WHAT NEEDS TO BE DONE
In the write-up on Linked Data below, reproduce verbatim everything from "Linked Data: the" down to "of Linked Data.".

PASSAGE FOR REVIEW

------------------------

Linked Data: the future of knowledge organization on the Web
By Fran Alexander
ISKO UK events consistently manage to cram in about twice as much content as seems possible given the time. With enough material for at least a two-day conference, no fewer than nine speakers and two poster presenters made for a packed day that provided a pleasing mix of fine technical detail, practical advice, and some context-setting explanations of the evolution of Linked Data.
Keynote address - Government Linked Data: A Tipping Point for the Semantic Web
Professor Nigel Shadbolt gave the keynote address, pointing out that local government data is as useful and interesting as national data. He offered a rundown of the history of the Semantic Web, starting with the classic “layer cake” picture that had been prevalent some years ago, explaining that a lot of the research into Artificial Intelligence (AI) – natural language processing, entity extraction, intelligent reasoning over distributed databases – was very interesting but not particularly pragmatic. Much discussion was devoted to detailed technological issues for a highly specialised community. In the meantime, Linked Data emerged as a simpler, easier approach based on a few founding principles – resources should have a unique derefenceable identifier, be expressed in open standards formats, and be interlinked.
Linked Data is now becoming established and is fractioning out into separate areas, with certain core nodes in various sectors being heavily linked. Although many questions remain about the differences between the “web of documents” and the “web of things”, the release of UK government data in Linked Data format should be seen as a gift for the web community. When trying to get Linked Data principles adopted in organisations, explaining to people the value of the decentralised model of the web is important.
Releasing government Linked Data also shifts responsibility for the use and interpretation of data away from the government to individual users. This can circumvent a lot of bureaucracy. For example, the Department of Transport held a lot of statistics about bicycle accidents, but it was only when this data was released that someone turned it into a map and started providing “safe route” information and various related apps aimed at cyclists. The Treasury was reluctant to release its COINS database, because it felt it was confusingly structured and hard to interpret, but once released people built navigation interfaces for it that are now being used by the Treasury itself. The release of data depended on the adoption of an open licence. The principle is if you publish, the apps will come!
Public data is objective, factual, non-personal – accident rates, student degree numbers, etc. – and can be used to measure public service delivery. This sort of data is a straightforward proposition to release, but private data raises more difficult questions about privacy and trust. How much sharing of personal data is to the citizen’s benefit? To the government’s benefit? Should individuals be responsible for their own data, such as medical records? What role should the government play?
One of a number of Linked Data principles is that public bodies should maintain and publish inventories of their data holdings. It is important that we consider this data seriously, because we are not just assigning URIs to roads, streets, buildings, etc., we are building the digital infrastructure of the nation.
SKOS and Linked Data
Antoine Isaac talked about SKOS and Linked Data, from the perspective of the “web of culture data”. He explained that for many large cultural repositories, converting their classification schemes into ontologies is not practical due to the huge volumes of data involved. However, much rich semantic information can be extracted without the need for a fully formalised ontology system. SKOS enables classification data to be shared in a simple way that permits sharing of thesauruses and grouping of items by concept. It can also be a useful way of expressing annotations to documentation.

------------------------

ENTRIES SUPPLIED
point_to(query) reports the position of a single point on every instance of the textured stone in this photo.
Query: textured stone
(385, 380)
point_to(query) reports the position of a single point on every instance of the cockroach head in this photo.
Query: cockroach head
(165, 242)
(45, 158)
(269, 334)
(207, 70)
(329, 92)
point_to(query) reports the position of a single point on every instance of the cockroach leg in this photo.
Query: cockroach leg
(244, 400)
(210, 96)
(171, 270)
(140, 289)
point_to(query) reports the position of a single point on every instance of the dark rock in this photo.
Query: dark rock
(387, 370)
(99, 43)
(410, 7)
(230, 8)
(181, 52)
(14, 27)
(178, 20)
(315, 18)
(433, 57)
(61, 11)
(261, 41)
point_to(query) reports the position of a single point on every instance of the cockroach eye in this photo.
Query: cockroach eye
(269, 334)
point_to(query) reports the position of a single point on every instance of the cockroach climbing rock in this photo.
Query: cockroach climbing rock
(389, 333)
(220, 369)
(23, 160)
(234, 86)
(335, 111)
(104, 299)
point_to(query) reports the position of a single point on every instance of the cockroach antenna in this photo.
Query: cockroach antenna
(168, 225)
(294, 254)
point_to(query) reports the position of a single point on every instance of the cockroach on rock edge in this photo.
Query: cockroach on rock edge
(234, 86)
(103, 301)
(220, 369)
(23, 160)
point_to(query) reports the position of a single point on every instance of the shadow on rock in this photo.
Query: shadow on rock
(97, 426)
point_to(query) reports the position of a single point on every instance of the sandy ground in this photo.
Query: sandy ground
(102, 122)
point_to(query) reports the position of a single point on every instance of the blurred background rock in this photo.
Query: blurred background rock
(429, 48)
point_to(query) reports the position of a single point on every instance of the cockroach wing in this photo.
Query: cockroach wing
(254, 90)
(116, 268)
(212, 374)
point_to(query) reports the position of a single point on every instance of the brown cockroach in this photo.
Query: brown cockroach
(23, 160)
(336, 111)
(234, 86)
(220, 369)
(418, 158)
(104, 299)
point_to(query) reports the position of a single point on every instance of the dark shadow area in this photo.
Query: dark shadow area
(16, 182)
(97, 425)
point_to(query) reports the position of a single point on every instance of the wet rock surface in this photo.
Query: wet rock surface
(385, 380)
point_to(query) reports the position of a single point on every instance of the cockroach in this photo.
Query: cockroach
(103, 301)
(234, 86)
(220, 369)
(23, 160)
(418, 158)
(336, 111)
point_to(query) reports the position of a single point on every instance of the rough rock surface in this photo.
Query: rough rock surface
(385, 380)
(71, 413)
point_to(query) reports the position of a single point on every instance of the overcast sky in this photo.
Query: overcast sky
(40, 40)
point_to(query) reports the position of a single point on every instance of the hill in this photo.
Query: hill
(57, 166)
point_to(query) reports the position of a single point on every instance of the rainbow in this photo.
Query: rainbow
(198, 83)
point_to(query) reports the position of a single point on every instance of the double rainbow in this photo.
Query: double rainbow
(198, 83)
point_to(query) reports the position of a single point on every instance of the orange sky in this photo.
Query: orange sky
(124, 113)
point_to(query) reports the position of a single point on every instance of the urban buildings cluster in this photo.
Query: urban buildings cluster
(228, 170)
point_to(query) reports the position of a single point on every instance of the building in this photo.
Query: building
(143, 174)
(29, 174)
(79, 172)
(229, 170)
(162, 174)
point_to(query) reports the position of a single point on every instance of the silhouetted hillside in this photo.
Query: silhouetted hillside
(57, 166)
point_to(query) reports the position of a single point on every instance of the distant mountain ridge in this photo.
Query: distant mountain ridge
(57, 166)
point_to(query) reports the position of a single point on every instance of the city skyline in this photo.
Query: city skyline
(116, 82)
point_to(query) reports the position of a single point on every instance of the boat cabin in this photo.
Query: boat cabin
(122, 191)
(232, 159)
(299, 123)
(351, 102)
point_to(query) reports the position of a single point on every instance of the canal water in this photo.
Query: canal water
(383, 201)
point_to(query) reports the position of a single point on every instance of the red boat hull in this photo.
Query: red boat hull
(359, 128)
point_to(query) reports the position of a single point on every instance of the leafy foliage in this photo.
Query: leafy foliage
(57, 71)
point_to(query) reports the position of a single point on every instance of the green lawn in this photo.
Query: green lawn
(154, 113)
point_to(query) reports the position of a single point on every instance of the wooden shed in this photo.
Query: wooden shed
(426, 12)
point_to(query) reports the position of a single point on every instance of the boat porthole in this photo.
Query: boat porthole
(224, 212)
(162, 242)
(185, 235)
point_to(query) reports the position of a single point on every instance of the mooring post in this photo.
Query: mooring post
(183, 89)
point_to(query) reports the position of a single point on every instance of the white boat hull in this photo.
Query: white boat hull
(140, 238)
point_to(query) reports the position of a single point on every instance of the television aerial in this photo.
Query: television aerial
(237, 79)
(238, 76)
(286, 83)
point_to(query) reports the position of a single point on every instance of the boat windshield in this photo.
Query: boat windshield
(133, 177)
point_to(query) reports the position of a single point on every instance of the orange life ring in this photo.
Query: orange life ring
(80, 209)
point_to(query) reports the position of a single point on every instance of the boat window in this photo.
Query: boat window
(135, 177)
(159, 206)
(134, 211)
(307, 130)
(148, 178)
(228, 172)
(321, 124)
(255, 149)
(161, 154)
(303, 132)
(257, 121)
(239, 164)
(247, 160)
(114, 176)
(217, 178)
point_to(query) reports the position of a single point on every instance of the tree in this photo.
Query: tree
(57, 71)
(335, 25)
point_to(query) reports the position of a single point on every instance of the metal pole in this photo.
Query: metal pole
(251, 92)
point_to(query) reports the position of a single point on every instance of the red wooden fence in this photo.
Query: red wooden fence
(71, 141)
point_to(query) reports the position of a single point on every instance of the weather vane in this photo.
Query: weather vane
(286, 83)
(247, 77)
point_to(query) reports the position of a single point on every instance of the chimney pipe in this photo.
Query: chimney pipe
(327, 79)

------------------------

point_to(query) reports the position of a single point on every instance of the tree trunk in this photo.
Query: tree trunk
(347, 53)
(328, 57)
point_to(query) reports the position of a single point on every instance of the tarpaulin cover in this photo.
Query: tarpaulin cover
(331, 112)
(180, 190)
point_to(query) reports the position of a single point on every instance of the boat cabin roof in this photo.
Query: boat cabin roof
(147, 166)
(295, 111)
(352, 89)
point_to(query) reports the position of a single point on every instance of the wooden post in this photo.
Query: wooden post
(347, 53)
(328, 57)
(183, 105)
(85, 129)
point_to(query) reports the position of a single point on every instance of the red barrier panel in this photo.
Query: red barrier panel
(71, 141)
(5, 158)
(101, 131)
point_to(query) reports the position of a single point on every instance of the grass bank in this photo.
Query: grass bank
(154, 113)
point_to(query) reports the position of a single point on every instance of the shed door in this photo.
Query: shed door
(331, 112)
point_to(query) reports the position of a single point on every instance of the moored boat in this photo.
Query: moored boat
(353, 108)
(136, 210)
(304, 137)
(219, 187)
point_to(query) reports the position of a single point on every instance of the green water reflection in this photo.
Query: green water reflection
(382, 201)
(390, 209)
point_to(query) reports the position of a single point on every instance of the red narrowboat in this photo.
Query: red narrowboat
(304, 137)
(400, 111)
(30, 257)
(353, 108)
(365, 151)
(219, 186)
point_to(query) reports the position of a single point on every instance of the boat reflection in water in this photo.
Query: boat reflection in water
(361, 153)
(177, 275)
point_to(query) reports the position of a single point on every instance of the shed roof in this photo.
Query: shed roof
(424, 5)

------------------------

EXERCISE RESULT
Linked Data: the future of knowledge organization on the Web
By Fran Alexander
ISKO UK events consistently manage to cram in about twice as much content as seems possible given the time. With enough material for at least a two-day conference, no fewer than nine speakers and two poster presenters made for a packed day that provided a pleasing mix of fine technical detail, practical advice, and some context-setting explanations of the evolution of Linked Data.